Start
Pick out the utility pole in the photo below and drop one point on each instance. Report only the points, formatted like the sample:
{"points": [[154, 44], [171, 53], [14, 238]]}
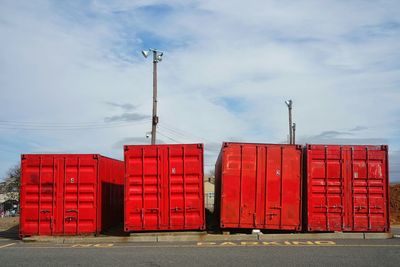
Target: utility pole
{"points": [[294, 133], [157, 57], [154, 116], [289, 104]]}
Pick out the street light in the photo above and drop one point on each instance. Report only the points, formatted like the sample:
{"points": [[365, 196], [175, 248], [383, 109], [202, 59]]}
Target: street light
{"points": [[157, 57], [289, 104]]}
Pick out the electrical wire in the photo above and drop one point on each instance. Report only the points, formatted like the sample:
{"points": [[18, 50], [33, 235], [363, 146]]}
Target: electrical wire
{"points": [[170, 138], [66, 126]]}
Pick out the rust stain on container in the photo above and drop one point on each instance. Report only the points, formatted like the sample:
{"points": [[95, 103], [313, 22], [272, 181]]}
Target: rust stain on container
{"points": [[164, 187], [259, 186], [70, 194], [347, 188]]}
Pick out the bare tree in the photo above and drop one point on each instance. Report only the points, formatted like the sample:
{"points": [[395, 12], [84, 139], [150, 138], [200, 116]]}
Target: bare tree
{"points": [[12, 182]]}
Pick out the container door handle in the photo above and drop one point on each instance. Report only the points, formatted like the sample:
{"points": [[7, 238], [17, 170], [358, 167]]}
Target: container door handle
{"points": [[72, 211]]}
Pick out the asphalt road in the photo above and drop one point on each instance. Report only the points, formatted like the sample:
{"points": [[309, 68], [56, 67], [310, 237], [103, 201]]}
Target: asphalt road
{"points": [[278, 253]]}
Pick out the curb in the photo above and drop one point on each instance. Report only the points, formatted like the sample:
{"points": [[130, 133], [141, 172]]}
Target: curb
{"points": [[204, 237]]}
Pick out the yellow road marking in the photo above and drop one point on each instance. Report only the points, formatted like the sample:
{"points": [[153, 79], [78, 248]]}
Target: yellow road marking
{"points": [[213, 246], [8, 245]]}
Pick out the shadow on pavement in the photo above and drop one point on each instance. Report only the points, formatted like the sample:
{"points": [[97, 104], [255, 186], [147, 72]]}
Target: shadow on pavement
{"points": [[11, 233]]}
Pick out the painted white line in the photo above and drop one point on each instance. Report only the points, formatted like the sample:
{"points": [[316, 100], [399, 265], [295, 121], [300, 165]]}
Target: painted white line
{"points": [[8, 245]]}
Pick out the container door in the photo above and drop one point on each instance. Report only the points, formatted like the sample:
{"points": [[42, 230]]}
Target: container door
{"points": [[290, 188], [183, 191], [231, 186], [282, 188], [143, 185], [38, 195], [368, 180], [79, 195], [326, 188], [248, 185], [273, 188]]}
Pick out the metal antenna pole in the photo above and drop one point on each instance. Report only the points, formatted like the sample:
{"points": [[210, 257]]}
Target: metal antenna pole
{"points": [[289, 104], [154, 117], [294, 132]]}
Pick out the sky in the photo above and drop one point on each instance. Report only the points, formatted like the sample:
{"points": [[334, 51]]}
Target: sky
{"points": [[73, 80]]}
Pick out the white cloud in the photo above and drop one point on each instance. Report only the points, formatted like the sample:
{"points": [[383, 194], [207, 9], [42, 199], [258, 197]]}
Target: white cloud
{"points": [[62, 62]]}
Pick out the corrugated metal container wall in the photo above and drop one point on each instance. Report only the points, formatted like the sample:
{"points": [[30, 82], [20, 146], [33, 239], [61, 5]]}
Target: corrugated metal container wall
{"points": [[164, 188], [258, 186], [347, 188], [70, 194]]}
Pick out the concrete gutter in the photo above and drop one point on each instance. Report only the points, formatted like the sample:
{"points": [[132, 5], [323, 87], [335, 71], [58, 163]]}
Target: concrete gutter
{"points": [[202, 237]]}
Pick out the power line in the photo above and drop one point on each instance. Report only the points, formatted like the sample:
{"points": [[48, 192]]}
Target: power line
{"points": [[50, 127], [170, 138], [181, 132]]}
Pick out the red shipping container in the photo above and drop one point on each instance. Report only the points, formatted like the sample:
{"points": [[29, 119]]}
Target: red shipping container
{"points": [[258, 186], [164, 188], [347, 188], [70, 194]]}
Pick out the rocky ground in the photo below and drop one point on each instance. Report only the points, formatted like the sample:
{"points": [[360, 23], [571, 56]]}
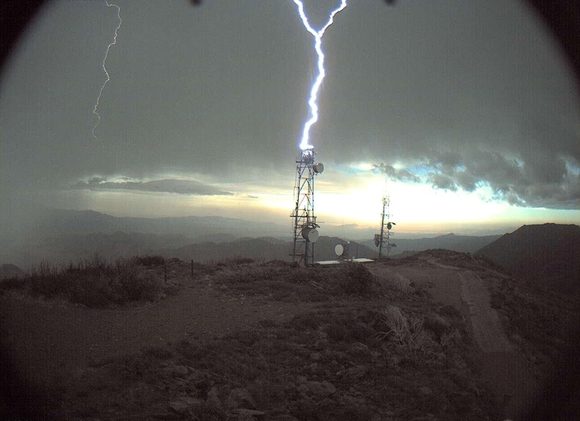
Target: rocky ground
{"points": [[422, 338]]}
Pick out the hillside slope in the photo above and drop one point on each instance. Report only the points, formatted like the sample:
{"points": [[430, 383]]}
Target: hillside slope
{"points": [[460, 243], [548, 255]]}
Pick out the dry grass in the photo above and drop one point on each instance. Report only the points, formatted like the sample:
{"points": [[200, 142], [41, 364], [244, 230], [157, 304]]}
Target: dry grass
{"points": [[286, 368], [285, 282], [94, 283]]}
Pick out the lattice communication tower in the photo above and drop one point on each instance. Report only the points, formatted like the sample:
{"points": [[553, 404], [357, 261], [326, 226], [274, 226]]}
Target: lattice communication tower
{"points": [[303, 217]]}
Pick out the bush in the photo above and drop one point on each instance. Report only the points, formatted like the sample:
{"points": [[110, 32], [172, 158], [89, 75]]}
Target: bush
{"points": [[356, 279], [95, 284], [148, 261], [11, 284]]}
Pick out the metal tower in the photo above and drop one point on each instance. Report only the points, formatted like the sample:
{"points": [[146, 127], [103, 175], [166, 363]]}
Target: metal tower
{"points": [[303, 218], [384, 238]]}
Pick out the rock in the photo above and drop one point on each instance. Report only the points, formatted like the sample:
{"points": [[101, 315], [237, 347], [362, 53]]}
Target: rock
{"points": [[176, 370], [213, 397], [283, 417], [436, 324], [248, 413], [320, 389], [359, 348], [355, 372], [240, 398], [183, 404]]}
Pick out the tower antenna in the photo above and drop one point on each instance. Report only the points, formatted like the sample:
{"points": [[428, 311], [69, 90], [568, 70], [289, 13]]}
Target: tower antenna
{"points": [[383, 239], [303, 217]]}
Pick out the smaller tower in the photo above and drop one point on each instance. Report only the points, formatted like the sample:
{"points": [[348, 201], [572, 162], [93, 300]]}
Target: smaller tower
{"points": [[303, 217], [383, 239]]}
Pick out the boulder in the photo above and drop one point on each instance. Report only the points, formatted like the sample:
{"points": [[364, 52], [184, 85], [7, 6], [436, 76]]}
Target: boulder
{"points": [[240, 398]]}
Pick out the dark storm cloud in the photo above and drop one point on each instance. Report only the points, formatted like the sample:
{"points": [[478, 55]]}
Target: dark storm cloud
{"points": [[397, 174], [189, 187], [473, 93]]}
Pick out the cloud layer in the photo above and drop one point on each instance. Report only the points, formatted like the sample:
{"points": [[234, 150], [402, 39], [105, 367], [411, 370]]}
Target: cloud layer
{"points": [[188, 187]]}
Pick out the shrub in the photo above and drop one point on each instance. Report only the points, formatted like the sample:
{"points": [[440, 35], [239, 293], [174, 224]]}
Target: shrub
{"points": [[148, 261], [356, 279], [95, 284], [11, 284]]}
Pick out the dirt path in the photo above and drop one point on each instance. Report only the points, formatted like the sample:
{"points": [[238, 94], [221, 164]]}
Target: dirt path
{"points": [[51, 340], [487, 329]]}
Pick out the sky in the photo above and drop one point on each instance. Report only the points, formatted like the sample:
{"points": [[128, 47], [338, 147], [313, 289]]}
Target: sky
{"points": [[465, 112]]}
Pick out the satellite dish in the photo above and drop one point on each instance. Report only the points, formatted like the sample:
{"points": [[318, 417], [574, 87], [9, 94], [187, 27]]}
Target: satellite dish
{"points": [[310, 234]]}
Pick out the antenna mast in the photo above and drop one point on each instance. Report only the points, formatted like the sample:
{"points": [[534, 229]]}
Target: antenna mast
{"points": [[303, 217], [383, 240]]}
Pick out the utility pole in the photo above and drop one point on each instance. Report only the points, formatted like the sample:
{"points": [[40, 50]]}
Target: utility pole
{"points": [[384, 237]]}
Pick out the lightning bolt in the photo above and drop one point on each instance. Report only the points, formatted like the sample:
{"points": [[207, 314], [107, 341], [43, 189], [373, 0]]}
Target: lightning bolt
{"points": [[103, 65], [313, 100]]}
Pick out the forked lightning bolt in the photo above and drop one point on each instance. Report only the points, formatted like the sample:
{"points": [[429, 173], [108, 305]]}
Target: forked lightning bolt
{"points": [[103, 65], [313, 100]]}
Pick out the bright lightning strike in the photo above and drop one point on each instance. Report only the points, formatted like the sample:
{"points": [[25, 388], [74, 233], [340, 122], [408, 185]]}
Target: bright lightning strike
{"points": [[103, 65], [313, 101]]}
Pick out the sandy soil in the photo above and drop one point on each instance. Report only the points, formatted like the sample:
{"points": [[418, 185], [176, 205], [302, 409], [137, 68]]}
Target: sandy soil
{"points": [[51, 340], [509, 375]]}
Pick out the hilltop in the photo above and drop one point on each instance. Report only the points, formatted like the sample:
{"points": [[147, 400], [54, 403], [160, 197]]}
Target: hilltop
{"points": [[547, 254], [438, 335]]}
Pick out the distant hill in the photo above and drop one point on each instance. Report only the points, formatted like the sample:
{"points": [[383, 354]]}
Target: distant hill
{"points": [[548, 254], [460, 243], [56, 222]]}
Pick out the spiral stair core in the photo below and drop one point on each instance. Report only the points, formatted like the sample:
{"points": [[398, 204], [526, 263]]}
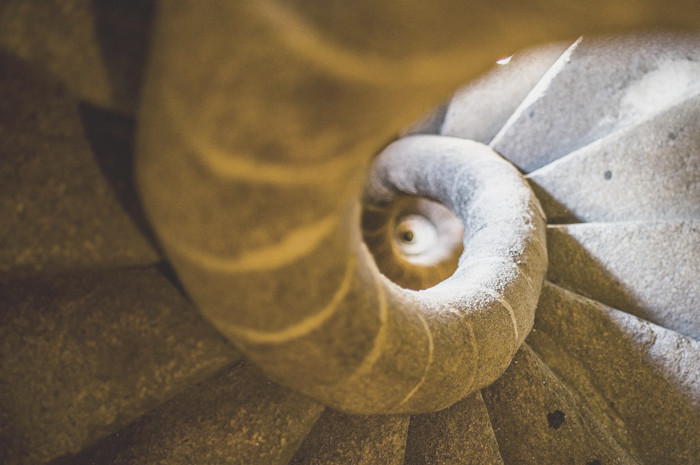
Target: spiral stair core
{"points": [[606, 133]]}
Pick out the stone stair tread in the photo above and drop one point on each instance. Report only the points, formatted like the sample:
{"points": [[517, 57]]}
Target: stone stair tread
{"points": [[459, 435], [643, 378], [537, 419], [338, 438], [650, 270], [584, 101], [60, 210], [235, 417], [639, 173], [82, 355], [479, 110]]}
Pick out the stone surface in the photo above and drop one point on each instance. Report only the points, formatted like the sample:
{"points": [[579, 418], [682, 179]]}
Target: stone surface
{"points": [[341, 439], [60, 210], [81, 355], [538, 420], [641, 379], [237, 417], [585, 101], [96, 49], [648, 269], [459, 435], [645, 172], [479, 110]]}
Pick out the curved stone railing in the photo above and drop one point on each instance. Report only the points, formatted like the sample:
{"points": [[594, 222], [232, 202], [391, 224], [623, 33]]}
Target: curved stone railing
{"points": [[262, 221]]}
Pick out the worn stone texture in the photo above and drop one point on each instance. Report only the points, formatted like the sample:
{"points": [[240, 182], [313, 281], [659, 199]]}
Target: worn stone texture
{"points": [[380, 67], [459, 435], [644, 172], [537, 419], [640, 379], [479, 110], [340, 439], [97, 49], [554, 121], [236, 417], [81, 355], [65, 186], [603, 261]]}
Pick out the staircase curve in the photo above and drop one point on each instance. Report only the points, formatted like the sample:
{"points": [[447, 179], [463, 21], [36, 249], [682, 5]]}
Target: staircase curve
{"points": [[529, 252]]}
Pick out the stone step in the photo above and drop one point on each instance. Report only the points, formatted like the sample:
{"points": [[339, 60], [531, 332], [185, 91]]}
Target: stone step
{"points": [[66, 196], [459, 435], [82, 355], [236, 417], [538, 420], [601, 85], [338, 438], [642, 378], [650, 270], [479, 110], [639, 173]]}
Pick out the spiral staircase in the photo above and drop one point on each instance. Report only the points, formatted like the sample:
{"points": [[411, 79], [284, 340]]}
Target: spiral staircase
{"points": [[104, 360]]}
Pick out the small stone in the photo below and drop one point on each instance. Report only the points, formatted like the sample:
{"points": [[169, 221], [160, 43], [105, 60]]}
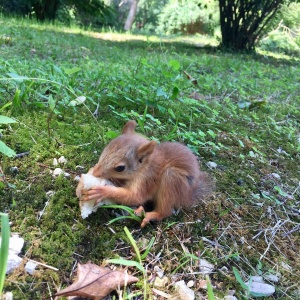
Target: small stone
{"points": [[77, 178], [191, 283], [211, 165], [185, 292], [271, 277], [62, 160], [55, 162], [205, 266], [59, 171], [161, 282]]}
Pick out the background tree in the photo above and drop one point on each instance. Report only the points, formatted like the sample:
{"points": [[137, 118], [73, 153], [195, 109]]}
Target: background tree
{"points": [[131, 15], [43, 10], [243, 21]]}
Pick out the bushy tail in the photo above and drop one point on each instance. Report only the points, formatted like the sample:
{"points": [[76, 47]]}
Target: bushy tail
{"points": [[204, 189]]}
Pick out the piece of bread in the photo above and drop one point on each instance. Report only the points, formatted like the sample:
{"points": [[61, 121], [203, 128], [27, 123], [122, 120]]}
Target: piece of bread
{"points": [[89, 181]]}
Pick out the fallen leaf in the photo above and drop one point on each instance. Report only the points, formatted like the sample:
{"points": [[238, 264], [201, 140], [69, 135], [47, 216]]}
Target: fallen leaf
{"points": [[96, 282]]}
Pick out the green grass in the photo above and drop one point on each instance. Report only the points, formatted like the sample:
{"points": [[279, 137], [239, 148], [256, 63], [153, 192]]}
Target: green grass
{"points": [[247, 110]]}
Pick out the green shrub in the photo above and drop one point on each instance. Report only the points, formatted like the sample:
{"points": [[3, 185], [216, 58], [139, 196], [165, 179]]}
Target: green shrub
{"points": [[188, 17], [281, 41]]}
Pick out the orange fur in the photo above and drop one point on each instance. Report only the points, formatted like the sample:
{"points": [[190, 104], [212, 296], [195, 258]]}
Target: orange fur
{"points": [[167, 174]]}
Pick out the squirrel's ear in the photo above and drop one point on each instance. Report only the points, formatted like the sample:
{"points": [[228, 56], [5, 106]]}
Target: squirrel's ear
{"points": [[145, 150], [129, 127]]}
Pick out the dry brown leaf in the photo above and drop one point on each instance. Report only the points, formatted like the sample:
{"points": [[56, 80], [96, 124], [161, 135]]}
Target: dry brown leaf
{"points": [[96, 282]]}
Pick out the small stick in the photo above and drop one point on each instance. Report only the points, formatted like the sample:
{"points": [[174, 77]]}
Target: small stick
{"points": [[44, 265]]}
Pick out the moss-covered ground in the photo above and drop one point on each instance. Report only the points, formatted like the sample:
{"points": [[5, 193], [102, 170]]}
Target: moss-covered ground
{"points": [[241, 112]]}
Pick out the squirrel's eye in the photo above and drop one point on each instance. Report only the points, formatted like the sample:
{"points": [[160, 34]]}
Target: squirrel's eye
{"points": [[120, 168]]}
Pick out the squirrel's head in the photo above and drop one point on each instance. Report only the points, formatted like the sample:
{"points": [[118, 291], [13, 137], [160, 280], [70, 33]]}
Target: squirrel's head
{"points": [[124, 156]]}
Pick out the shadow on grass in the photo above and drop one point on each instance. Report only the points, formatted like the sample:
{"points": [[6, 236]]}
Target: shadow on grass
{"points": [[183, 45]]}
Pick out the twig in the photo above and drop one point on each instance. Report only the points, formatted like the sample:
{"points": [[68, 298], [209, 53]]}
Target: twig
{"points": [[43, 265]]}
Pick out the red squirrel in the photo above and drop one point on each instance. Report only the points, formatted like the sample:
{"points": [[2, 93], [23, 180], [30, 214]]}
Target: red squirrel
{"points": [[167, 174]]}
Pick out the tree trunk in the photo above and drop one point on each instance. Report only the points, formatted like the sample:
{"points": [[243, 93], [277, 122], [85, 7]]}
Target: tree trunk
{"points": [[131, 15]]}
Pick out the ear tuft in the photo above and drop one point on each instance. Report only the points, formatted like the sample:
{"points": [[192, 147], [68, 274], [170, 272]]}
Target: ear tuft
{"points": [[129, 127], [146, 149]]}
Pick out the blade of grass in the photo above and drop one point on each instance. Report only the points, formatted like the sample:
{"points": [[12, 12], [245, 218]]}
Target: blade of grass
{"points": [[133, 243], [5, 233], [125, 262]]}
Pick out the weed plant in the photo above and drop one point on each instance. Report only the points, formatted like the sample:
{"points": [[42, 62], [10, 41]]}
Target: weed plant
{"points": [[71, 91]]}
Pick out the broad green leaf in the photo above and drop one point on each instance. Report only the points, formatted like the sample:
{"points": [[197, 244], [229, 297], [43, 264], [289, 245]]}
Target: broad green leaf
{"points": [[72, 71], [6, 120], [133, 243], [6, 150]]}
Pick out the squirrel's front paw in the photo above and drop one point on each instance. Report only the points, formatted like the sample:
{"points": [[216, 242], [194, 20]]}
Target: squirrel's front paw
{"points": [[96, 193], [140, 211]]}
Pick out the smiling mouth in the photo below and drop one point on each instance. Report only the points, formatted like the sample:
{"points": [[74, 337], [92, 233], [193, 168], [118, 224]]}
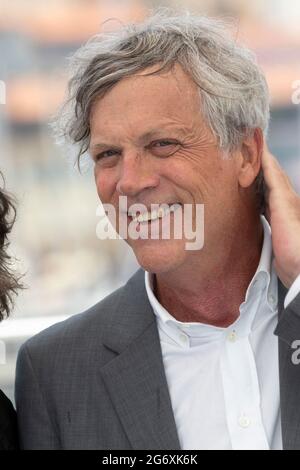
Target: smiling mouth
{"points": [[155, 214]]}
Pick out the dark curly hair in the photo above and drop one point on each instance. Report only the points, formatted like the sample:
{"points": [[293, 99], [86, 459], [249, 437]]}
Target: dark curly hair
{"points": [[9, 282]]}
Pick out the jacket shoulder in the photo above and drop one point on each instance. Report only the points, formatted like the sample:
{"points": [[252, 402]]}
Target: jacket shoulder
{"points": [[88, 325], [8, 424]]}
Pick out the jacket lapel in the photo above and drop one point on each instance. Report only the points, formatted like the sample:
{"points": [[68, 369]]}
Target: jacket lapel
{"points": [[135, 378], [288, 330]]}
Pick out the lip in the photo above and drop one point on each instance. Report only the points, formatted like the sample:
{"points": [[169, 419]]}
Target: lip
{"points": [[157, 206], [158, 219]]}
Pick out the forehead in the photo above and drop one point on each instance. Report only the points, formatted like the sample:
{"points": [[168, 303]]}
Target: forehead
{"points": [[142, 102]]}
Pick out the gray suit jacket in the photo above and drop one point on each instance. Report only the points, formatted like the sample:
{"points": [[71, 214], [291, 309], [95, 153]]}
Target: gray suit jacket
{"points": [[97, 380]]}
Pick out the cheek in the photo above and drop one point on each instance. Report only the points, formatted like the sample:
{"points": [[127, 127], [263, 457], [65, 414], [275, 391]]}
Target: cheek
{"points": [[105, 183]]}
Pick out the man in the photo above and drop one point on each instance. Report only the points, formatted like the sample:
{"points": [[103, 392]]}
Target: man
{"points": [[173, 112], [8, 286]]}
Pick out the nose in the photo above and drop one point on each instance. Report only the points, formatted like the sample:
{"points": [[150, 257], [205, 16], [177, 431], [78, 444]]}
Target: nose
{"points": [[136, 175]]}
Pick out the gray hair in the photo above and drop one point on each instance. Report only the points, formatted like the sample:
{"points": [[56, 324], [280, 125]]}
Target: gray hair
{"points": [[233, 90]]}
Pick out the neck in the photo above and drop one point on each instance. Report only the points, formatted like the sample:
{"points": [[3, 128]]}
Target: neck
{"points": [[213, 296]]}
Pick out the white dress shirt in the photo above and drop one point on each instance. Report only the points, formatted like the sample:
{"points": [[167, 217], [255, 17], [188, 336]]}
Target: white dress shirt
{"points": [[224, 382]]}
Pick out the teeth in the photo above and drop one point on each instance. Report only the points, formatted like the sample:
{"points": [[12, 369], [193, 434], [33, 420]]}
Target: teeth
{"points": [[155, 214]]}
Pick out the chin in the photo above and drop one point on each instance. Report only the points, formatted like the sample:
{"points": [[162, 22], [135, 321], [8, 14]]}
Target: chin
{"points": [[159, 256]]}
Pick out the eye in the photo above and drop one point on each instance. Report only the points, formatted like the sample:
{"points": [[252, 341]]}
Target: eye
{"points": [[105, 155]]}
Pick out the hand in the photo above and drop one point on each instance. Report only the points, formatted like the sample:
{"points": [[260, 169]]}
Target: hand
{"points": [[283, 215]]}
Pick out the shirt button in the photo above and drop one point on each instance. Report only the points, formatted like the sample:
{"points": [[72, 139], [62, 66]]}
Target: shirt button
{"points": [[244, 421], [271, 298], [232, 337], [183, 338]]}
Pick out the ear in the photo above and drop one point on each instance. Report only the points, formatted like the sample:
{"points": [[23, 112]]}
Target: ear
{"points": [[250, 158]]}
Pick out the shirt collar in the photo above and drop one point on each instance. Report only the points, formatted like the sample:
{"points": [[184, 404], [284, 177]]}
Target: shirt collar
{"points": [[264, 280]]}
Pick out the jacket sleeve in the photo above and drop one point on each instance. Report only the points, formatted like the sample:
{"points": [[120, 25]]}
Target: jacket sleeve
{"points": [[36, 429]]}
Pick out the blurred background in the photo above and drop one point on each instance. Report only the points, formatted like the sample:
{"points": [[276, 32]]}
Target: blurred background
{"points": [[67, 269]]}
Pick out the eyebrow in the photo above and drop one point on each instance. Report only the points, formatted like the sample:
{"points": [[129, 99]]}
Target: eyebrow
{"points": [[143, 138]]}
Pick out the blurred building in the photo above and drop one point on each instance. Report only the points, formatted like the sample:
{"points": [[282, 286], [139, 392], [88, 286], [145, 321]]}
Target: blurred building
{"points": [[67, 268]]}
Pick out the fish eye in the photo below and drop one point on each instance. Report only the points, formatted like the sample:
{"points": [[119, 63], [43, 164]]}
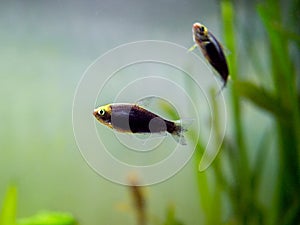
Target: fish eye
{"points": [[101, 112], [202, 29]]}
End
* [What you will do] Convert the lines of the listing above into a numbered list, beginning with the line containing "Pick out the shirt collar" and continuing through the final line of the listing. Omit blank lines and leave out the pictures.

* [Correct answer]
1. Pick out the shirt collar in the photo above and drop one point on each instance. Report only the points, formatted like the sample:
2. {"points": [[184, 404], [284, 177]]}
3. Target: shirt collar
4. {"points": [[264, 280]]}
5. Pick out the jacket sleeve in the photo above and drop one point on each instance. Report only the points, formatted like the sample:
6. {"points": [[120, 25]]}
7. Target: jacket sleeve
8. {"points": [[36, 429]]}
9. Pick out the blurred background in the photo above and drop one point on each instance. Report only the points, formatted like the sample:
10. {"points": [[276, 32]]}
11. Target: blurred background
12. {"points": [[67, 269]]}
13. Pick out the eyebrow in the photo above and drop one point on each instance. Report only the points, formatted like the sample:
14. {"points": [[129, 99]]}
15. Target: eyebrow
16. {"points": [[143, 138]]}
17. Pick out the blurred building in the photo above and drop one point on each instance. Report only the points, formatted like the sample:
18. {"points": [[282, 286], [139, 392], [88, 286], [145, 321]]}
19. Target: blurred building
20. {"points": [[67, 268]]}
21. Pick out the fish eye in the photo below and drop one point on each instance. Report only the points, formatted like the sample:
22. {"points": [[119, 63], [43, 164]]}
23. Target: fish eye
24. {"points": [[101, 112], [202, 29]]}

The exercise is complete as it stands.